Information Start Marker
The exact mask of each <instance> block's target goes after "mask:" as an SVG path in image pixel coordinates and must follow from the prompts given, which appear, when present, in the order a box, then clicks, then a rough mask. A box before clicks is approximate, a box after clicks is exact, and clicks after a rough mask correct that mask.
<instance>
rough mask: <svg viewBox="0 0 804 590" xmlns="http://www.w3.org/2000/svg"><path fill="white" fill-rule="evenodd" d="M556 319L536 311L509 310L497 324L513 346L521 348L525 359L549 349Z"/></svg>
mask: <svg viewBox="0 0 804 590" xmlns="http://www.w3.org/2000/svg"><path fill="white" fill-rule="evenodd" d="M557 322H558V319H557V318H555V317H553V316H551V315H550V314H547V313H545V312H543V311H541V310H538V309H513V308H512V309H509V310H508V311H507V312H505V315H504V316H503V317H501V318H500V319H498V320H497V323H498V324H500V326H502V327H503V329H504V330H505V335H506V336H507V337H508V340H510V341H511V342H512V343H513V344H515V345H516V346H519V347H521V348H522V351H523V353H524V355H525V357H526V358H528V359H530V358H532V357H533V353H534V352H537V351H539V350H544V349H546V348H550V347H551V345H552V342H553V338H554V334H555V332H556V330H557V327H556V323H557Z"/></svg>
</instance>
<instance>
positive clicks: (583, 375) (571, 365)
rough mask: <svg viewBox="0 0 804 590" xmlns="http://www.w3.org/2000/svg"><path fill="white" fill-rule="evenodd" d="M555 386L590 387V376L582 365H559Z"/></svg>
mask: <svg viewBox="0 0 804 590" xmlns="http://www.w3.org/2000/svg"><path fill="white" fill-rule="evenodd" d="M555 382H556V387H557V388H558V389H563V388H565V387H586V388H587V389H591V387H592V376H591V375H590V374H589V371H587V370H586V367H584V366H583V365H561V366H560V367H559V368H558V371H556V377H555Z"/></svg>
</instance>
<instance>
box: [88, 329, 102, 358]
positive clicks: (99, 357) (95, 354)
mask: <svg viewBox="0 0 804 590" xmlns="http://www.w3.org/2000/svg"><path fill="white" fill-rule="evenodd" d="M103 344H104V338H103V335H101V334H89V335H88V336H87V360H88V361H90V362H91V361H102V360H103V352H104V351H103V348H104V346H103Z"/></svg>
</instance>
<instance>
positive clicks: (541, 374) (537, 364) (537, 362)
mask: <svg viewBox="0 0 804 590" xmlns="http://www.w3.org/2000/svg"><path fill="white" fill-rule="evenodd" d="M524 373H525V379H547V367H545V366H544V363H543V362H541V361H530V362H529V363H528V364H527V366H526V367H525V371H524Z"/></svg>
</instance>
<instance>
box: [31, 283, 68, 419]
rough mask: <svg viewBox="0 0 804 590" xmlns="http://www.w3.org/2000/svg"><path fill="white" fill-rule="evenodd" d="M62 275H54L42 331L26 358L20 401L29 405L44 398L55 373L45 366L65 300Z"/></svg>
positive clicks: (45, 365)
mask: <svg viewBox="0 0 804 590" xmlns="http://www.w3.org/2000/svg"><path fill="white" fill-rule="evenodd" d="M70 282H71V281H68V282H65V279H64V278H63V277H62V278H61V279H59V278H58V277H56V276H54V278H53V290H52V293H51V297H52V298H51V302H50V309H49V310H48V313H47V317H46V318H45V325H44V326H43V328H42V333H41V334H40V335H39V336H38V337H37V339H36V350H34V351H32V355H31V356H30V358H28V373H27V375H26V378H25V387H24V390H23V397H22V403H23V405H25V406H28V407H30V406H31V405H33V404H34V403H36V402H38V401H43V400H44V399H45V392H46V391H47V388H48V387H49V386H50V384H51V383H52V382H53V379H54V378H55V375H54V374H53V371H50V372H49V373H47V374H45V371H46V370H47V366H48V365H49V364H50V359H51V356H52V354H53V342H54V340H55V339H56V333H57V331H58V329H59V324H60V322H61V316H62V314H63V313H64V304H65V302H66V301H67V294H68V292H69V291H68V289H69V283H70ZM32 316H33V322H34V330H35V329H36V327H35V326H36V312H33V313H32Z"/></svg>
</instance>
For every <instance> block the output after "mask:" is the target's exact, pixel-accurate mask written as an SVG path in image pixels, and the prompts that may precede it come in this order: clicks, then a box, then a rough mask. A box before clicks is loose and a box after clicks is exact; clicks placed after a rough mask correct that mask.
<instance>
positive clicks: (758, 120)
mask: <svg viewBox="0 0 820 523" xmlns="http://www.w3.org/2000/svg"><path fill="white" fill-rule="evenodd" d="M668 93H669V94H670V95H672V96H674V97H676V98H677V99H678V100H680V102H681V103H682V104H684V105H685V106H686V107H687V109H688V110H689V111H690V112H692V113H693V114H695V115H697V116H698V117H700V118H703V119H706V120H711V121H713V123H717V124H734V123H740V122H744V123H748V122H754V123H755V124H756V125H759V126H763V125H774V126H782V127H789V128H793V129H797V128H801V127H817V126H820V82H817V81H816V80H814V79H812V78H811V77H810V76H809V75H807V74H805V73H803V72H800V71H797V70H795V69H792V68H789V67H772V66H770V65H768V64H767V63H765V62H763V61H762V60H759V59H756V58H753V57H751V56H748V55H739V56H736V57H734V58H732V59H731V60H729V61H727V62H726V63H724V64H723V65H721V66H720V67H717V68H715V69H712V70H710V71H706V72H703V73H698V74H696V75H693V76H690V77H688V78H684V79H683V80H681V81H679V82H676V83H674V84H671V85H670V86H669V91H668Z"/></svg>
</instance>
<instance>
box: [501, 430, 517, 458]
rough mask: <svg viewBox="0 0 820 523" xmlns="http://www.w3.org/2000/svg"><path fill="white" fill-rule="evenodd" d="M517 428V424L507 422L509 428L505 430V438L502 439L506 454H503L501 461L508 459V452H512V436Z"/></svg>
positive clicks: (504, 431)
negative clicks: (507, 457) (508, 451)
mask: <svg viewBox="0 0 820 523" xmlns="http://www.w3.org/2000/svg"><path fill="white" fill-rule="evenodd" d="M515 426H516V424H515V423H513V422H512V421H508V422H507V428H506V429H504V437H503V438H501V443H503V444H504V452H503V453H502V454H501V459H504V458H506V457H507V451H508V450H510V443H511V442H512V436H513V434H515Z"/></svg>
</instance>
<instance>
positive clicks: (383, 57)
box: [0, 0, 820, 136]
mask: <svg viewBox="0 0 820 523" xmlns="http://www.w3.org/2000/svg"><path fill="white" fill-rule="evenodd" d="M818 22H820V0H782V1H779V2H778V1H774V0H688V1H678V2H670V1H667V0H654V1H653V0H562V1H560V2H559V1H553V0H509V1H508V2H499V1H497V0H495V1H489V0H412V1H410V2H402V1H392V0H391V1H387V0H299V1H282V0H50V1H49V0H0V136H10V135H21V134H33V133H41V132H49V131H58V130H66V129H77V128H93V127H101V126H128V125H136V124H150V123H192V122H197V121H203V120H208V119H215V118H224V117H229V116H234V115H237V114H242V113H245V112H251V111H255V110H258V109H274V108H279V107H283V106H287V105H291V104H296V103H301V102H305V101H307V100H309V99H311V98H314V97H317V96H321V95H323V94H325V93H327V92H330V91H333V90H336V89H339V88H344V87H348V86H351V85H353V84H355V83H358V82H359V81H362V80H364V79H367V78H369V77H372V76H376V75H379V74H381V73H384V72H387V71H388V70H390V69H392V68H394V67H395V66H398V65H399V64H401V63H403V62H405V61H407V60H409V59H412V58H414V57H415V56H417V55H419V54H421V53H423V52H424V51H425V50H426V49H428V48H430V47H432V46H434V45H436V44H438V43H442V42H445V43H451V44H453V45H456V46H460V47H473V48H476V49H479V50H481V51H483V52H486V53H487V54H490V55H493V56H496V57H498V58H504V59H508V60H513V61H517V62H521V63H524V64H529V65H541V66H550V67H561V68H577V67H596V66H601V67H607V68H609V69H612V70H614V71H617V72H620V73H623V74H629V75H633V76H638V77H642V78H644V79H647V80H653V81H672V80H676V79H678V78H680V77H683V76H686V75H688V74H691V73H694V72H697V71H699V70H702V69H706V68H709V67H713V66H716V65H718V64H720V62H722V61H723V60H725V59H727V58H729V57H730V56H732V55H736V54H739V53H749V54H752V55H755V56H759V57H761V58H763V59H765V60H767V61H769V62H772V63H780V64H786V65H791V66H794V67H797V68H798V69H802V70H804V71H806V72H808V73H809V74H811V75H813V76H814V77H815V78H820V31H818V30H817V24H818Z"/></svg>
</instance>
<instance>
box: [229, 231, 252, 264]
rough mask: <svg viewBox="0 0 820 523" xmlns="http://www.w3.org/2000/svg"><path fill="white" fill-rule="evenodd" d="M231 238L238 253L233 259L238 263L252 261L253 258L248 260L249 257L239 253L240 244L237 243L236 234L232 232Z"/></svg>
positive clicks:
Information End Marker
* **Exercise details**: Find the lines above that contain the word "image" and collect them.

* **Result for this exercise**:
The exact mask of each <instance> block's target goes after "mask:" as an SVG path in image pixel coordinates and must follow from the prompts given, which appear, when present, in the order a box, then clicks, then a rough mask. A box before clicks is approximate, a box after clicks is exact, and clicks after a rough mask correct that mask.
For every <instance> block the output after "mask:" is the target's exact, pixel-accurate mask written as an SVG path in image pixels, and the prompts that may precede it come in this order: clicks, then a box, then a rough mask. A box before clicks is loose and a box after clicks is exact; clicks placed after a rough mask correct that mask.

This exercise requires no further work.